2L’événement, en lui-même, est bien connu et a fait l’objet de nombreuses publications. Les Jeux de 1936 ont été, de toute l’histoire de l’Olympisme, ceux qui ont suscité le plus d’études. Pour la première fois en effet, l’histoire du sport affrontait l’épreuve de la politique à l’échelle mondiale et à grande ampleur. Les historiens ont parfaitement décrit l’importance que le régime nazi a accordée aux Jeux, la manière dont ils ont orchestré leur mise en scène spectaculaire. Ceux-ci marquaient à la fois le grand retour de l’Allemagne dans l’organisation du sport international, et une occasion unique de montrer au monde les réalisations du Reich. Par ailleurs, les débats occasionnés par les orientations racistes et militaires du régime ont suscité nombre de réactions. La manière dont le Comité international olympique (CIO) a géré ces questions est également bien connue.
- 1 Kalifa Dominique, Régnier Philippe, Thérenty Marie-Ève & Vaillant Alain, La Civilisation du journal (...)

Lignes fournies
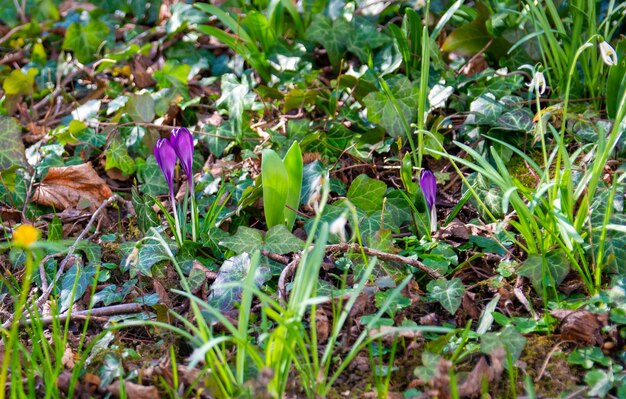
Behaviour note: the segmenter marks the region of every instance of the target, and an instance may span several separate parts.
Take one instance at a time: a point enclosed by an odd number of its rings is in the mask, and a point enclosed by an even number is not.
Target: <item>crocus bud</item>
[[[176,151],[170,144],[168,139],[157,140],[154,146],[154,157],[157,159],[157,164],[165,176],[165,181],[170,189],[170,194],[174,192],[174,186],[172,181],[174,180],[174,168],[176,167]]]
[[[437,196],[437,179],[433,172],[428,169],[422,171],[420,176],[420,188],[424,194],[426,205],[430,211],[430,230],[437,230],[437,208],[435,207],[435,199]]]
[[[433,172],[428,169],[422,171],[422,175],[420,176],[420,188],[422,189],[422,193],[424,193],[428,210],[433,209],[437,195],[437,179],[435,175],[433,175]]]
[[[172,130],[170,142],[172,147],[174,147],[174,151],[176,151],[178,159],[180,159],[180,165],[187,175],[187,180],[189,180],[191,187],[193,183],[193,137],[187,128],[177,127]]]

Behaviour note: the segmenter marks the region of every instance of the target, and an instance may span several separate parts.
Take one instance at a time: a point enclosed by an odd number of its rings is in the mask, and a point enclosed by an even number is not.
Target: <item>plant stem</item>
[[[174,197],[174,191],[170,191],[170,201],[172,202],[172,213],[174,213],[174,222],[176,223],[176,231],[174,232],[174,235],[176,236],[178,245],[183,245],[183,235],[180,230],[180,221],[178,220],[178,209],[176,208],[176,197]]]
[[[24,313],[24,308],[26,307],[26,301],[28,300],[28,293],[30,292],[30,284],[33,276],[34,269],[34,260],[33,253],[30,249],[26,249],[26,267],[24,268],[24,280],[22,281],[22,290],[20,292],[20,296],[18,302],[15,304],[15,312],[13,315],[13,322],[11,323],[11,329],[9,330],[9,335],[4,336],[4,340],[8,339],[4,347],[4,357],[2,359],[2,369],[0,369],[0,399],[4,399],[6,395],[6,381],[7,374],[9,373],[9,363],[13,359],[13,356],[17,355],[17,351],[15,351],[14,347],[18,343],[19,339],[19,326],[20,319],[22,318],[22,314]]]

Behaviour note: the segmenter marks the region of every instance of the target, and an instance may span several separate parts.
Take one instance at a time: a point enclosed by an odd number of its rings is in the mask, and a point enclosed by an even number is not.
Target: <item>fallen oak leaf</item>
[[[113,192],[90,162],[54,167],[35,189],[33,201],[56,210],[87,208],[95,211]]]
[[[124,381],[125,397],[128,399],[158,399],[159,391],[155,386],[145,386],[135,384],[130,381]],[[113,394],[113,396],[119,398],[122,397],[121,383],[119,380],[107,387],[107,390]]]

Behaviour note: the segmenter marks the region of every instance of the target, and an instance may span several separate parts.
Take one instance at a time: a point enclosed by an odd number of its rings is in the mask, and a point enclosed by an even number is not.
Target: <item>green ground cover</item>
[[[539,3],[0,0],[0,399],[626,397],[626,3]]]

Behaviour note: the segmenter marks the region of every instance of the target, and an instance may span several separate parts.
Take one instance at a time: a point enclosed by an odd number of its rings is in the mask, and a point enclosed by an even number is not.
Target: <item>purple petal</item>
[[[420,177],[420,188],[422,189],[422,193],[426,199],[428,209],[433,209],[433,205],[435,205],[435,198],[437,197],[437,179],[435,178],[435,175],[433,175],[433,172],[428,169],[424,169],[422,171],[422,175]]]
[[[163,176],[165,176],[170,193],[172,193],[174,191],[172,182],[174,180],[174,168],[176,167],[176,152],[168,139],[157,140],[154,146],[154,157],[157,159],[157,164],[161,168]]]
[[[180,127],[172,130],[170,141],[178,159],[180,159],[180,165],[191,183],[193,179],[193,137],[187,128]]]

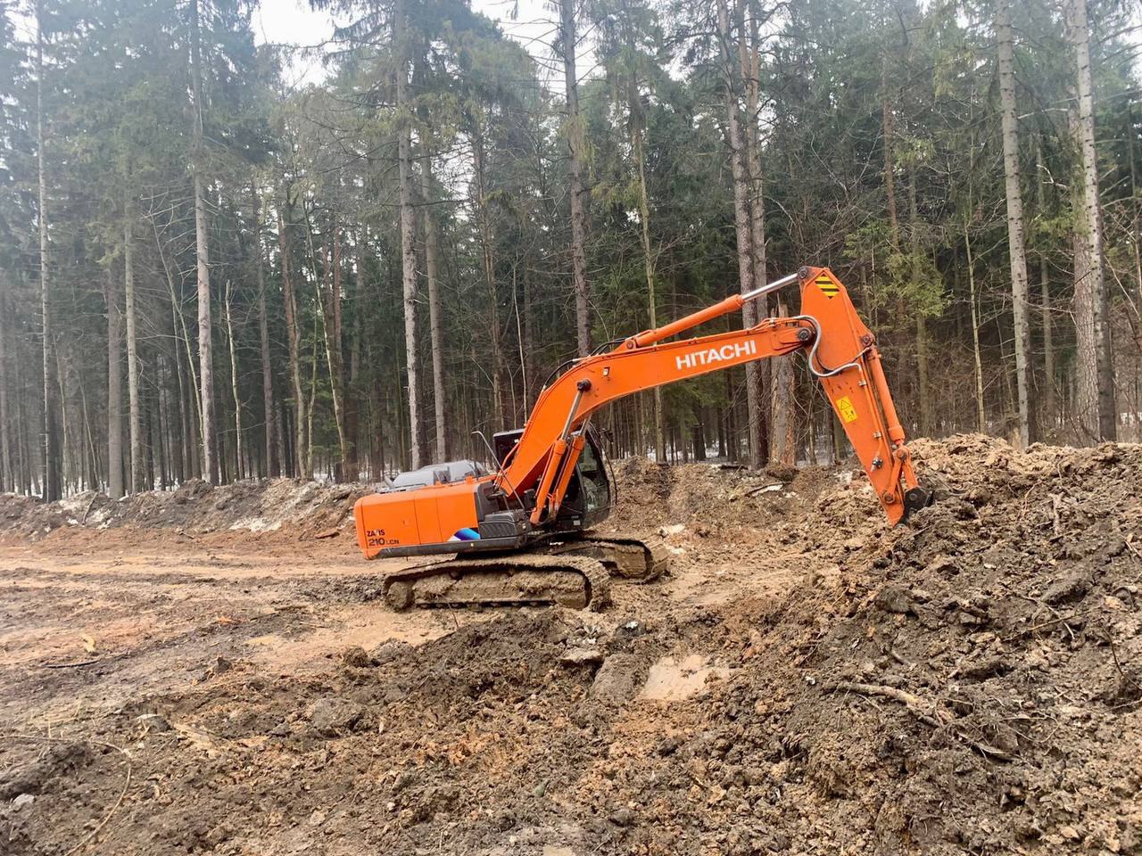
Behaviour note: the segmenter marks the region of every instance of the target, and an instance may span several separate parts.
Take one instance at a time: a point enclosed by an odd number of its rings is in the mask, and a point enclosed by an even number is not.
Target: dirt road
[[[1142,853],[1142,450],[918,453],[904,530],[627,462],[598,613],[393,613],[340,494],[0,502],[0,853]]]

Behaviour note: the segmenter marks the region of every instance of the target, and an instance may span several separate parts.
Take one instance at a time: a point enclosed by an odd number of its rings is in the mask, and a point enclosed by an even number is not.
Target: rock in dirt
[[[345,698],[321,698],[309,711],[309,725],[321,734],[337,736],[359,726],[365,709]]]
[[[901,586],[885,586],[876,595],[876,605],[885,612],[915,615],[916,605],[908,589]]]
[[[1043,592],[1043,603],[1063,604],[1081,599],[1091,590],[1091,574],[1086,571],[1068,574]]]
[[[603,662],[603,652],[598,648],[571,648],[560,657],[564,665],[598,665]]]
[[[365,654],[360,645],[354,645],[341,652],[341,664],[354,669],[367,669],[372,665],[372,657]]]
[[[135,717],[135,721],[146,728],[147,732],[161,734],[171,730],[170,722],[161,713],[144,713]]]
[[[90,761],[91,751],[85,743],[54,744],[35,760],[0,772],[0,800],[10,800],[22,793],[42,793],[53,778]]]
[[[206,677],[214,678],[218,675],[224,675],[225,672],[228,672],[233,668],[234,664],[219,654],[218,656],[215,657],[215,661],[210,664],[210,668],[207,669]]]
[[[404,641],[389,640],[383,643],[372,649],[372,662],[377,665],[387,665],[400,660],[411,648],[412,646]]]
[[[635,813],[629,808],[620,808],[611,813],[611,823],[616,826],[630,826],[635,822]]]
[[[590,697],[603,704],[625,704],[638,693],[638,660],[630,654],[608,657],[595,673]]]

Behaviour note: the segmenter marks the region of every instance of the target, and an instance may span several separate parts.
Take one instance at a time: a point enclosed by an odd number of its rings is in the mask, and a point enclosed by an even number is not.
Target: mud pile
[[[219,486],[193,479],[174,491],[148,491],[118,501],[96,491],[49,503],[9,493],[0,495],[0,535],[38,538],[69,526],[187,532],[275,532],[287,526],[313,534],[343,526],[353,502],[368,492],[360,484],[275,478]]]
[[[916,453],[941,501],[861,532],[822,495],[837,584],[731,633],[749,659],[616,800],[729,853],[1142,853],[1142,447]]]

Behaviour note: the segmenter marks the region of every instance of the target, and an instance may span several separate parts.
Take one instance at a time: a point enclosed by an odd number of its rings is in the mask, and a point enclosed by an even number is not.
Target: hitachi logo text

Consigne
Transcrivez le passage de l'extrait sur les Jeux de 1936 compris entre « 2L’événement, en lui-même, est » et « également bien connue. », bornes incluses. Les lignes fournies ne sont pas nécessaires.

Réponse complète
2L’événement, en lui-même, est bien connu et a fait l’objet de nombreuses publications. Les Jeux de 1936 ont été, de toute l’histoire de l’Olympisme, ceux qui ont suscité le plus d’études. Pour la première fois en effet, l’histoire du sport affrontait l’épreuve de la politique à l’échelle mondiale et à grande ampleur. Les historiens ont parfaitement décrit l’importance que le régime nazi a accordée aux Jeux, la manière dont ils ont orchestré leur mise en scène spectaculaire. Ceux-ci marquaient à la fois le grand retour de l’Allemagne dans l’organisation du sport international, et une occasion unique de montrer au monde les réalisations du Reich. Par ailleurs, les débats occasionnés par les orientations racistes et militaires du régime ont suscité nombre de réactions. La manière dont le Comité international olympique (CIO) a géré ces questions est également bien connue.